Newsletter Editor Needed!

Our Chapter Newsletter, known as THE NIAGARA EXPLORER, needs an Editor! This individual would compile documents submitted by various Board Members and create an informative and appealing monthly publication. Basic computer skills are needed. You will have a template to work with, and can create graphics as room allows. This is an automatic board position with a great team! Contact Interim Newsletter Editor Deena Mueller (deena.mueller1@gmail.com) or Chair Paul Gannon (paulmgannon54@gmail.com).

Congratulations to our Chapters Recent 46ers!!

The climbers listed below were celebrated at the September 12 ADK General Meeting as new 46ers. Bravo!

46er #, Name, Date Completed, Final Peak

TBD, Mike Hilburger, 8/26/17, Skylight
10202, Beth Hartz, 6/10/17, Gothics
9986, John Burnham, 10/12/16, Saddleback
9183, Manon Paquet, 9/06/15, Haystack

Beth Hartz from Clarence climbed Gothics this summer to finish her 46 High Peaks!

ADK 46er Update: Nearly 100 members in our chapter have accomplished this impressive goal since the chapter’s formation in 1971. To add your name, send it to Cheryl Peluso, cherylp17@verizon.net, or call Kate Hacker at 688-8618. If you don’t have a number because you didn’t register we can still add you to our 46er list.

Many Niagara ADK members are currently working towards this objective. 46er Lynn Kenney is the keeper of our chapter’s official 46er banner, an impressive prop to display from the summit of your 46th peak. Please contact Lynn if your completion is imminent, to borrow the banner and properly photo your achievement! (Lynn Kenney: 716-825-7329).


I attended the Adirondack Mountain Club annual meeting and quarterly Directors meeting in Lake George on April 1. There are typically up to 50 people attending these meetings, including chapter Directors, club officers, club staff and committee chairs. This meeting also included a Directors roundtable, which I’ll mention later, but in total we spent over 6 hours discussing past performance, current status and future direction of the club. The annual meeting reviewed the financial performance of the club for 2016 – in summary 2016 was a solid year: operating surplus, increasing revenues, increased donations and increasing membership. Not spectacular performance, but solid performance.

2016 also saw the start of a major reconstruction project at the Heart Lake property. ADK received a 3:1 matching grant from NYS to improve the High Peaks Information Center and the surrounding facilities and campground. The HPIC was closed late in October 2016 and reopened in February of this year. The interior was completely gutted and rebuilt. A new well was also dug in the fall. Exterior finishing will commence once the weather indicates winter is over. The next steps will be construction of a new washhouse, concession area, new septic and new campground loop. The existing washhouse will be renovated as well, however that will not happen until the end of the project. Over 600 hours of volunteer effort went into the reconstruction of the HPIC with some local chapter members participating.

◆ **Entries**
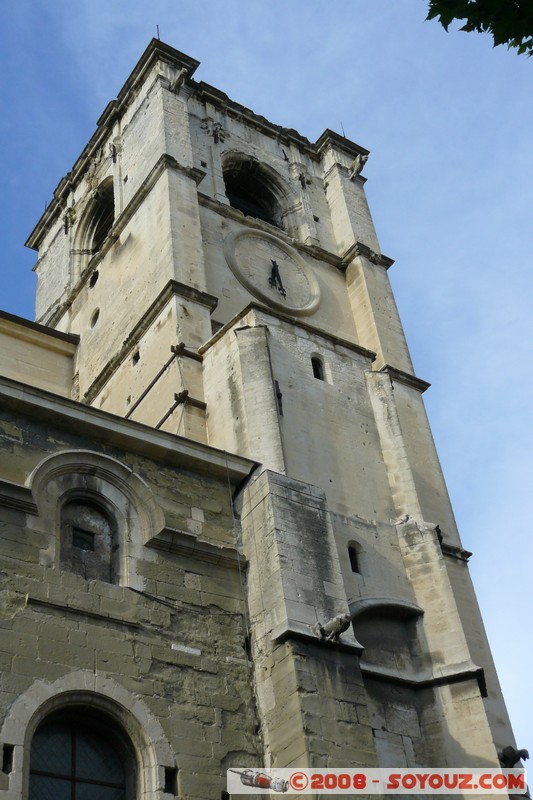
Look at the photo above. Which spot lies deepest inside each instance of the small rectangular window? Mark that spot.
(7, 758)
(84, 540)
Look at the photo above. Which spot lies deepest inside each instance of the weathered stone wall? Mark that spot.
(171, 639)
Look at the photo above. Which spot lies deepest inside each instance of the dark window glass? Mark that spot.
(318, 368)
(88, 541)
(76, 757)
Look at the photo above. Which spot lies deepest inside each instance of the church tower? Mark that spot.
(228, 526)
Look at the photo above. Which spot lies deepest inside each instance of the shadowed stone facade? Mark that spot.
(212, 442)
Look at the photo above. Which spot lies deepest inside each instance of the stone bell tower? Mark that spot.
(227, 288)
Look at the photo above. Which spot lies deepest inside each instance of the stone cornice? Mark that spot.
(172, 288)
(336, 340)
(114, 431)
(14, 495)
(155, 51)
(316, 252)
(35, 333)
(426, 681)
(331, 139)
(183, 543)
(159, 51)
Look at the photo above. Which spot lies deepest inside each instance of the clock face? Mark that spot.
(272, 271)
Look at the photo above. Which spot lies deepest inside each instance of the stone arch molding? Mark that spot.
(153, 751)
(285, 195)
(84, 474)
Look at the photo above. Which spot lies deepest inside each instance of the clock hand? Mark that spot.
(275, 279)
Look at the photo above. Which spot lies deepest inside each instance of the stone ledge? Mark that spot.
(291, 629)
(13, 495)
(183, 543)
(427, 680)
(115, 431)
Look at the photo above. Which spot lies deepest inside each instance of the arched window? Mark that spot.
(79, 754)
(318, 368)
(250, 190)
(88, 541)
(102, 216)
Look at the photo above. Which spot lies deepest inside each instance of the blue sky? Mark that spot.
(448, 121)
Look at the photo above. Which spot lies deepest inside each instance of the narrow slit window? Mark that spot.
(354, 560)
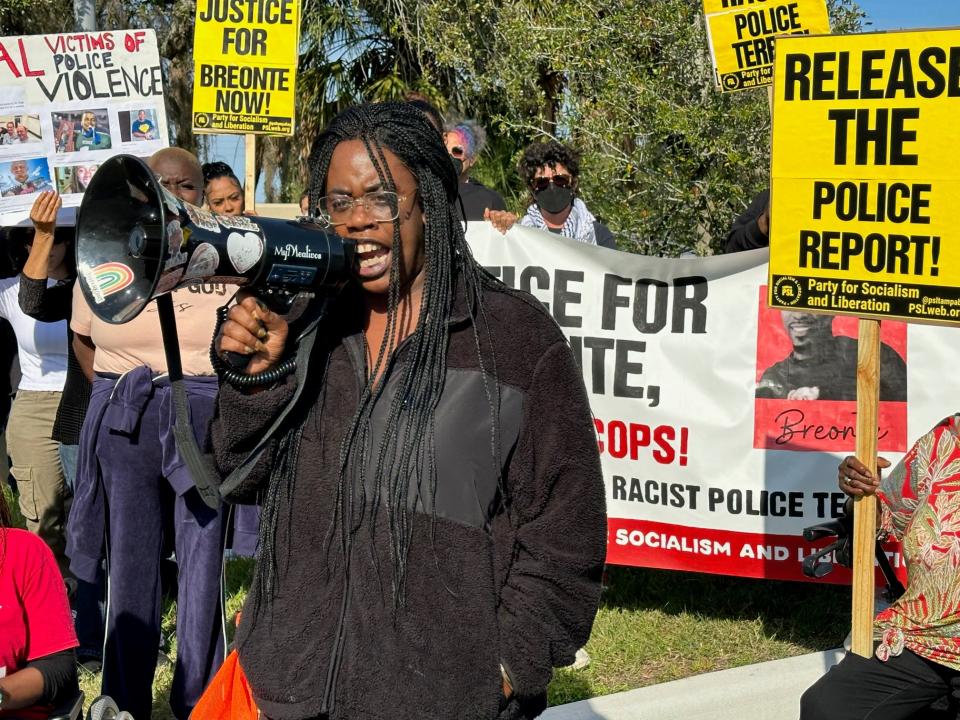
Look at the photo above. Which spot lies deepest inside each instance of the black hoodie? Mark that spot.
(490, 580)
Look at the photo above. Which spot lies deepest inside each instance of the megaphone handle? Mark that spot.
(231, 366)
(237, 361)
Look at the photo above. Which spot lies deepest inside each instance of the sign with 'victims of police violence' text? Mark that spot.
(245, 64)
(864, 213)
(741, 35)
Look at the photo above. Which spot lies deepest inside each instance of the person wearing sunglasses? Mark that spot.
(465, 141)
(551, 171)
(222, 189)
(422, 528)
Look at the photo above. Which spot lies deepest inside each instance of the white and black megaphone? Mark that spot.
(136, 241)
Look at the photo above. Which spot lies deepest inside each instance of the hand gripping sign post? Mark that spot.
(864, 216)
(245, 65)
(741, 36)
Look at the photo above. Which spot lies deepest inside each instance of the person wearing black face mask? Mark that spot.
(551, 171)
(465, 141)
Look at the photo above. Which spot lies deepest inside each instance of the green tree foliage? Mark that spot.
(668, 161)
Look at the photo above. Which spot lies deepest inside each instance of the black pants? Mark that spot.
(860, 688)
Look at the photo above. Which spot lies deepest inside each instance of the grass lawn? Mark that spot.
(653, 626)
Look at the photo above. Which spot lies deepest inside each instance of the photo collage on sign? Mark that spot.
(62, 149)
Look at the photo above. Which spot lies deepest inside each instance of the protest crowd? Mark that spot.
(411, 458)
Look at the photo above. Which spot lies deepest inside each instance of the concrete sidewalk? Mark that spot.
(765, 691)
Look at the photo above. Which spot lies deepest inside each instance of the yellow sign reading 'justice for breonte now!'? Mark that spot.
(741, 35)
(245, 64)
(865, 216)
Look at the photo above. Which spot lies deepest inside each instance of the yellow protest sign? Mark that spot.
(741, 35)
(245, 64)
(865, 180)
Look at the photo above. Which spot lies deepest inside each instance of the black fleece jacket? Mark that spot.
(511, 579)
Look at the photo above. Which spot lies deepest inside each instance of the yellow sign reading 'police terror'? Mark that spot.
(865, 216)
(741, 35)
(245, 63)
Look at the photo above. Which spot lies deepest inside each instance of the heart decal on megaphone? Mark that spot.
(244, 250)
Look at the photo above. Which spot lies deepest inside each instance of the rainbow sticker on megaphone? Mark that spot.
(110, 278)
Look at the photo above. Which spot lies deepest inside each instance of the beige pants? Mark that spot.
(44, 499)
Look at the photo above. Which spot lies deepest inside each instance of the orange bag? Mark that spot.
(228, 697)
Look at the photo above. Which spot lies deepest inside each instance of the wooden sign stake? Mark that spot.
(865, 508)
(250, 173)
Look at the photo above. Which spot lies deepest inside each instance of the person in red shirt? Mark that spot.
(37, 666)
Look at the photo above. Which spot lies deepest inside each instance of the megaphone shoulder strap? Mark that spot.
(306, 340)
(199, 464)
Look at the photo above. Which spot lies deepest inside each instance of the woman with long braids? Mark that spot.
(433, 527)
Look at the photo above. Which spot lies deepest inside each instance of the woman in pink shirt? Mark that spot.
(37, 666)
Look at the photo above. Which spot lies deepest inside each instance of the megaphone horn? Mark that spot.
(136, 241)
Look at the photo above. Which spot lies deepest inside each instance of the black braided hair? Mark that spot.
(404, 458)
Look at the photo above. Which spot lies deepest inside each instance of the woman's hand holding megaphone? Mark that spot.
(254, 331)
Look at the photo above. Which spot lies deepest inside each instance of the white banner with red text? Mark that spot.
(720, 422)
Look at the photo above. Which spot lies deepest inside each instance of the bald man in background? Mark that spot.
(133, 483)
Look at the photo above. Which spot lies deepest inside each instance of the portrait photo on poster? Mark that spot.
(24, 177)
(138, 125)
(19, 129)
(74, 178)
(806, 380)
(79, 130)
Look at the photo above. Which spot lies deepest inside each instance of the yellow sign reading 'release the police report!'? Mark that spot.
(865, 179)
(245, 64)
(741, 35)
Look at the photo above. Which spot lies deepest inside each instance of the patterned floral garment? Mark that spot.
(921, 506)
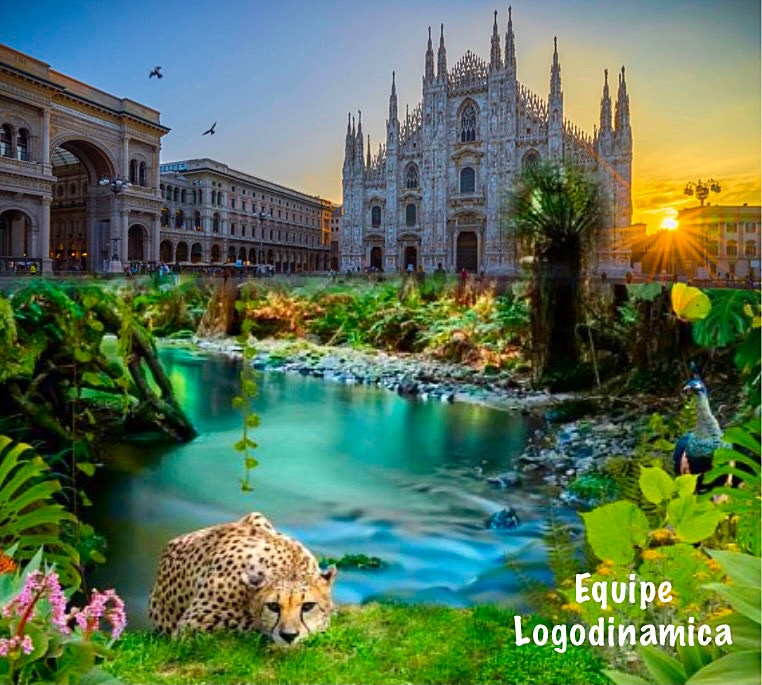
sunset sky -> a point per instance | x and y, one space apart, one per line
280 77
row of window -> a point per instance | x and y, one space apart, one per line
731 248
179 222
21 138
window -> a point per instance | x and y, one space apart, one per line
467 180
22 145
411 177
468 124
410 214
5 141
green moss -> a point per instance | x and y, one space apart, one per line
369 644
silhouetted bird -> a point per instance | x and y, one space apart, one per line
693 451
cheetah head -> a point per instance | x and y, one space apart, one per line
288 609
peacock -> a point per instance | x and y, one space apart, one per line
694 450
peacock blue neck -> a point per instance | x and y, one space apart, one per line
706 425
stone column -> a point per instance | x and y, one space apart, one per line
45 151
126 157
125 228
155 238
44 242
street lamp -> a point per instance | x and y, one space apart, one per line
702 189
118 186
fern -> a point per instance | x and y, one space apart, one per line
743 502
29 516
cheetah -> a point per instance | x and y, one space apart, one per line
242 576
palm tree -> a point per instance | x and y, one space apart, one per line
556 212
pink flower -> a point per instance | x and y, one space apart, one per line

◆ **Given problem**
Carry on the Niagara chapter newsletter from its final sentence, about volunteer hours on the information center rebuild.

◆ **Task output**
An ongoing concern has been increased use (overuse?) of the Eastern High Peaks region. With the increased use have come parking and traffic issues, waste disposal issues and backcountry abuse. The effort to address this started last year and will continue this year. This is a complicated issue and if anyone wants to discuss in more detail please contact me, but to summarize: discussions are ongoing with the State DOT regarding traffic and parking, education efforts are ongoing to address waste disposal and LNT efforts in the backcountry, and discussions are ongoing with the DEC about reopening the UMP for the Eastern High Peaks region.

Some conservation issues that ADK will take a public stance on include:
• Opposition to the NYS proposal of dining and lodging facilities on the forest preserve.
• Opposition to the NYS proposal of a hotel on Goat Island
• Opposition to the 2018/2019 NYS Constitutional Convention
• Support for including an amendment to the NYS Constitution for an Environmental Bill of Rights.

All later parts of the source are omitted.